# Mapmaking Discussion & Philosophy (WIP/Critique) > Virtual Tabletop/Battlemap Mapping >  Sunken Temple...

## Simon33600

Ok, my initial idea was to create an abandoned temple to a sea godess, that was taken over by Sahuagin...

Now, my initial thought was for a fairly decrepit thing, half inundated...


Now, the end result is actually in a much better shape than that initian thought...

I might revisit it at some point, however, but right now, this is the result as it stands...



Ideas and suggestion are welcome and, as usual, furniture elements come from Dundjinni...

----------


## Simon33600

Ok, so I went ahead and made the decrepit version I was talking about**:




*Shrug*; I don't know how much I like it yet, but I am rather happy with the partly underwater statues...

----------


## Jacktannery

Hi there - I love your columns - I think they look really great. Also your wave mosaic is very lovely indeed - I like how the mosaic and columns are nice and big, and that the map in general is quite simple and not too cluttered.

For the decrepit version (if you don't mind me offering my opinion) I'd consider toning down the saturation of the entire piece significantly (particularly of the grass, bush and desks), then adding some bluish-green (rather than greenish) water over. This might help to reduce the 'cartoonish' effect. Adding some ripples might also make the water look more watery. The only other thing is a line of green pixels along the length of the right-hand fallen column which looks very pixelated and should be fixed.

----------


## Simon33600

> Hi there - I love your columns - I think they look really great. Also your wave mosaic is very lovely indeed - I like how the mosaic and columns are nice and big, and that the map in general is quite simple and not too cluttered.
> 
> For the decrepit version (if you don't mind me offering my opinion) I'd consider toning down the saturation of the entire piece significantly (particularly of the grass, bush and desks), then adding some bluish-green (rather than greenish) water over. This might help to reduce the 'cartoonish' effect. Adding some ripples might also make the water look more watery. The only other thing is a line of green pixels along the length of the right-hand fallen column which looks very pixelated and should be fixed.



Thanks for the advices.

What do you think of it now...

Mostly, I am not sure about the ripples...

----------


## Jaxilon

It's looking very nice. 

If you want to get really technical about it, the water would go up the grout lines a bit farther than where it stops along the tiles do to absorption and the fact that a grout line is a lower than the tile surface. Very minor detail but true, unless everything is really waterproof which for an indoor space would be unlikely. I'm just pointing out a really small detail so feel free to ignore it.

What is the feel you are going for here? Is it a happy place with the sun shining down that has just been abandoned or are you heading for a darker scarier feel? The reason I ask is because to me the coloring seems fairly..I dunno...friendly maybe?

::::

_What to produce_
Extend the sunken temple map thread above, starting right after its last sentence.

_Dataset rows_
::::

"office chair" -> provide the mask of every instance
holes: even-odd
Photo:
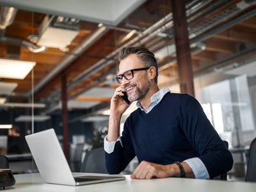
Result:
[[[86,153],[80,172],[108,174],[105,165],[105,151],[103,147],[93,149]]]
[[[251,142],[245,181],[256,182],[256,138]]]
[[[0,168],[9,168],[9,159],[6,156],[0,155]]]
[[[227,148],[228,149],[228,142],[225,140],[223,140],[223,142]],[[220,175],[213,177],[212,179],[227,181],[227,173],[224,173],[221,174]]]

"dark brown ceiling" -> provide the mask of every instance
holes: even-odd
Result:
[[[255,4],[256,1],[186,1],[194,77],[216,73],[224,67],[232,68],[235,63],[244,64],[243,61],[256,56]],[[81,94],[92,87],[117,86],[114,82],[106,84],[106,80],[116,74],[116,54],[124,45],[143,46],[156,53],[166,48],[170,53],[170,50],[164,47],[174,45],[171,10],[170,1],[147,1],[117,26],[105,26],[106,29],[93,43],[80,52],[77,48],[83,42],[102,29],[99,24],[81,20],[79,33],[67,52],[49,47],[45,52],[33,53],[18,43],[0,41],[0,57],[36,63],[24,80],[1,79],[4,82],[17,82],[18,86],[12,95],[3,95],[0,91],[0,96],[6,96],[7,102],[26,103],[31,100],[34,91],[35,102],[52,106],[60,101],[61,81],[66,80],[69,100],[102,103],[109,101],[109,97],[104,93],[94,97]],[[13,22],[2,31],[2,40],[14,38],[33,43],[28,37],[37,34],[45,16],[18,10]],[[136,33],[124,41],[132,29]],[[160,86],[179,82],[175,54],[157,59],[159,73],[167,79],[161,81]],[[49,75],[64,62],[67,64],[50,77]]]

::::

_The reply_
You could add in some rubble around where the columns are busted up and to show some wall erosion but it depends on how long entropy has been at work.

Maybe I've given you a couple ideas to add in but either way, keep up the good work!

----------


## Jacktannery

Hi Simon, yes its an improvement, though I would have de-saturated the map a LOT more (desks are still way too reddish and bush too green/red; grass is looking better though). The colours still clash to my eyes. One thing to consider is your purplish floor tiles. Purple+Blue/green=brown. Please note that I have very odd views on colour and that you should ignore all this advice completely. 

Also you have two types of water on your map: the nice clear blue water, now flooded by the yucky green water. This is a bit confusing - I recommend removing the nice clean water completely from the flooded map.

Getting rid of the column pixelation improves the map - well done. Also the ripples are pretty good, but I have an idea for you water. Rather than using a block shade to represent your water, why not use a 50% opacity water image. To do this, do as follows (based on you using GIMP, as you note in your profile):
1) google images 'water texture'. This gives you a LOT of options. Pick one (or if you prefer pick 2 and overlay them). For example, this one http://th08.deviantart.net/fs11/PRE/...e_by_Jshei.jpg or this one http://www.soultravelmultimedia.com/...er-Texture.jpg are similar to your orginal greenish dirty water.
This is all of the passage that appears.